New People is a dead-serious diegesis recounted by an unhappy young woman searching for love, sex, and identity—a search mediated and sometimes immobilized by her shaky grasp on her own racial background. Maria is a graduate student in New York City who is writing her dissertation on the Jonestown massacre. With her straight hair and light-ish skin, she is also—by her own description—a “highly educated quadroon” who is sometimes confused for Italian or Mexican. This leaves Maria feeling as if she belongs nowhere and as if she’s living in a “freak show.”

Maria is also engaged to her college boyfriend, a handsome, cheerful, and loyal young Internet entrepreneur named Khalil, who is himself of mixed race. Everyone in Maria’s social set and even her mother—before her untimely death—agree he’s the perfect guy. As Senna writes, they were the “King and Queen of the Racially Nebulous Prom.” But while Khalil dreams of the two of them growing old in a “brownstone in Brooklyn, filled with elegant natural wood finishes and indigo mud cloth pillows and authentic Lorna Simpson paintings gifted to them at their wedding,” Maria finds herself possessed of “a nameless dread”—and begins lusting after (and later stalking) a more “authentically black” poet she hears reading at a bar.

**Given material**

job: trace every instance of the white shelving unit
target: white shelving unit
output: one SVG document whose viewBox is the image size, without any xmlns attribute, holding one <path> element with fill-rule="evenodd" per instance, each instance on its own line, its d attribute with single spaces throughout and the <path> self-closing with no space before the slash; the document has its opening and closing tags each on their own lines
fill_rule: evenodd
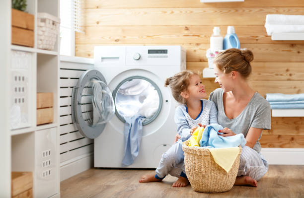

**List of tasks**
**A.** Translate this sentence from the passage on New People into Spanish: "Maria is a graduate student in New York City who is writing her dissertation on the Jonestown massacre."
**B.** Answer these questions using the passage on New People:
(i) What event is the subject of Maria's dissertation?
(ii) What kind of work does Khalil do?
(iii) Where does Maria hear the poet reading?
**C.** In the passage on New People, rewrite everything from "Maria is also" down to "reading at a bar.", changing "Khalil" to "Malik".
The material was taken from a different source than the passage on New People.

**Task responses**
**A.** Maria es una estudiante de posgrado en la ciudad de Nueva York que está escribiendo su tesis sobre la masacre de Jonestown.

**B.**
(i) The Jonestown massacre.
(ii) He is an Internet entrepreneur.
(iii) At a bar.

**C.**
Maria is also engaged to her college boyfriend, a handsome, cheerful, and loyal young Internet entrepreneur named Malik, who is himself of mixed race. Everyone in Maria’s social set and even her mother—before her untimely death—agree he’s the perfect guy. As Senna writes, they were the “King and Queen of the Racially Nebulous Prom.” But while Malik dreams of the two of them growing old in a “brownstone in Brooklyn, filled with elegant natural wood finishes and indigo mud cloth pillows and authentic Lorna Simpson paintings gifted to them at their wedding,” Maria finds herself possessed of “a nameless dread”—and begins lusting after (and later stalking) a more “authentically black” poet she hears reading at a bar.